===== EXTRACTED DATA

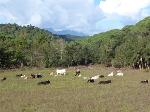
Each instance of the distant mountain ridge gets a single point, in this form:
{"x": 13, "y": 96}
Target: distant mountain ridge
{"x": 66, "y": 32}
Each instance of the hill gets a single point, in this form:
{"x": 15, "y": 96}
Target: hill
{"x": 31, "y": 46}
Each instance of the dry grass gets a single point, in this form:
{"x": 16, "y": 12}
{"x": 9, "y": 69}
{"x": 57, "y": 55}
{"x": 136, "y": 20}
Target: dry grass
{"x": 73, "y": 94}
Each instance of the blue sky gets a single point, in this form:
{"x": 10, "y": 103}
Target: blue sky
{"x": 87, "y": 16}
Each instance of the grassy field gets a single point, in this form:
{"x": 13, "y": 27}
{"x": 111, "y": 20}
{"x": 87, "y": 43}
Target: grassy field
{"x": 72, "y": 94}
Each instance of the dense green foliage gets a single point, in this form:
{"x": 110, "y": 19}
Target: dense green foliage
{"x": 31, "y": 46}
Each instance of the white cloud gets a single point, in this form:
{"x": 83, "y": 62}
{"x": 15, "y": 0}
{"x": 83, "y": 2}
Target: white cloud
{"x": 79, "y": 15}
{"x": 129, "y": 8}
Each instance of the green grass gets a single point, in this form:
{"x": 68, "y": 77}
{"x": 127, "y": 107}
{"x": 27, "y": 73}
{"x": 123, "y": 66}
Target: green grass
{"x": 73, "y": 94}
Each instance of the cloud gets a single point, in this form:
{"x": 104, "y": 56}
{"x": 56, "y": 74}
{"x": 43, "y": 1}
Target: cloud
{"x": 119, "y": 13}
{"x": 80, "y": 15}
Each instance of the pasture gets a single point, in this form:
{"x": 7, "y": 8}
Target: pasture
{"x": 73, "y": 94}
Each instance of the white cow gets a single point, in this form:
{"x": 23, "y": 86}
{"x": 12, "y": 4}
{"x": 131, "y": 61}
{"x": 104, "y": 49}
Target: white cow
{"x": 61, "y": 71}
{"x": 119, "y": 73}
{"x": 111, "y": 74}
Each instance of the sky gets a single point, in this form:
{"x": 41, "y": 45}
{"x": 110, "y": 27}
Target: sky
{"x": 86, "y": 16}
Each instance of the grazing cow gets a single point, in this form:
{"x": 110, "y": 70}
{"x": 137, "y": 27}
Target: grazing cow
{"x": 44, "y": 82}
{"x": 22, "y": 76}
{"x": 36, "y": 76}
{"x": 33, "y": 76}
{"x": 101, "y": 76}
{"x": 85, "y": 78}
{"x": 39, "y": 76}
{"x": 91, "y": 81}
{"x": 19, "y": 75}
{"x": 61, "y": 72}
{"x": 51, "y": 74}
{"x": 95, "y": 77}
{"x": 3, "y": 79}
{"x": 119, "y": 73}
{"x": 105, "y": 82}
{"x": 144, "y": 82}
{"x": 77, "y": 72}
{"x": 79, "y": 75}
{"x": 111, "y": 74}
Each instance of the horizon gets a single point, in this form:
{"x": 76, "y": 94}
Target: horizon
{"x": 86, "y": 16}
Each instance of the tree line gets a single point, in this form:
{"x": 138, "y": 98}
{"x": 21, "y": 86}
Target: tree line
{"x": 30, "y": 46}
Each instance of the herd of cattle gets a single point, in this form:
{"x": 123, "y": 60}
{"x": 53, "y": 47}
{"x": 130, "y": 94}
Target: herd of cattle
{"x": 62, "y": 72}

==========

— TO DO —
Your copy should match the data above exactly, apart from the pictures.

— WRITTEN ANSWER —
Each instance of the distant mountain ridge gets a single point, in this form:
{"x": 13, "y": 96}
Target: distant mountain ridge
{"x": 66, "y": 32}
Each instance of the hill gets a single point, in this form:
{"x": 15, "y": 96}
Target: hill
{"x": 31, "y": 46}
Each instance of the dry grass gets a single point, in this form:
{"x": 16, "y": 12}
{"x": 9, "y": 69}
{"x": 57, "y": 55}
{"x": 136, "y": 20}
Target: dry grass
{"x": 73, "y": 94}
Each instance of the blue sky gets a single point, in this form:
{"x": 10, "y": 103}
Target: blue sky
{"x": 87, "y": 16}
Each instance of the grassy field gets a single point, in this form:
{"x": 13, "y": 27}
{"x": 111, "y": 20}
{"x": 87, "y": 43}
Target: grassy field
{"x": 72, "y": 94}
Each instance of the dense green foliage gets a single point, in this form:
{"x": 110, "y": 19}
Target: dense green foliage
{"x": 31, "y": 46}
Each instance of the white cloud gets a single point, in this form:
{"x": 83, "y": 62}
{"x": 15, "y": 0}
{"x": 83, "y": 2}
Target: white cloud
{"x": 79, "y": 15}
{"x": 129, "y": 8}
Each instance of the green grass gets a single point, in this form:
{"x": 68, "y": 77}
{"x": 127, "y": 107}
{"x": 27, "y": 73}
{"x": 123, "y": 66}
Target: green grass
{"x": 73, "y": 94}
Each instance of the cloud gets a single point, in this form:
{"x": 104, "y": 56}
{"x": 56, "y": 74}
{"x": 43, "y": 1}
Target: cloud
{"x": 119, "y": 13}
{"x": 80, "y": 15}
Each instance of the pasture gets a single point, in this form:
{"x": 7, "y": 8}
Target: pasture
{"x": 73, "y": 94}
Each instance of the white cow gets a single point, in this form:
{"x": 23, "y": 86}
{"x": 12, "y": 4}
{"x": 131, "y": 61}
{"x": 104, "y": 49}
Target: white cow
{"x": 61, "y": 71}
{"x": 119, "y": 73}
{"x": 111, "y": 74}
Each instance of the sky gets a single point, in this form:
{"x": 41, "y": 45}
{"x": 110, "y": 27}
Target: sky
{"x": 86, "y": 16}
Each instance of the grazing cow gets a single point, in this form:
{"x": 110, "y": 70}
{"x": 137, "y": 27}
Target: grazing cow
{"x": 44, "y": 82}
{"x": 22, "y": 76}
{"x": 36, "y": 76}
{"x": 33, "y": 76}
{"x": 101, "y": 76}
{"x": 85, "y": 78}
{"x": 39, "y": 76}
{"x": 91, "y": 81}
{"x": 19, "y": 75}
{"x": 61, "y": 72}
{"x": 51, "y": 74}
{"x": 95, "y": 77}
{"x": 3, "y": 79}
{"x": 119, "y": 73}
{"x": 105, "y": 82}
{"x": 144, "y": 82}
{"x": 77, "y": 72}
{"x": 79, "y": 75}
{"x": 111, "y": 74}
Each instance of the horizon gets a single point, in this form:
{"x": 76, "y": 94}
Target: horizon
{"x": 86, "y": 16}
Each instance of the tree line gets a single point, in this form:
{"x": 138, "y": 98}
{"x": 21, "y": 86}
Target: tree line
{"x": 30, "y": 46}
Each instance of the herd of cattle gets a single point, in this form:
{"x": 123, "y": 60}
{"x": 53, "y": 47}
{"x": 130, "y": 94}
Target: herd of cattle
{"x": 62, "y": 72}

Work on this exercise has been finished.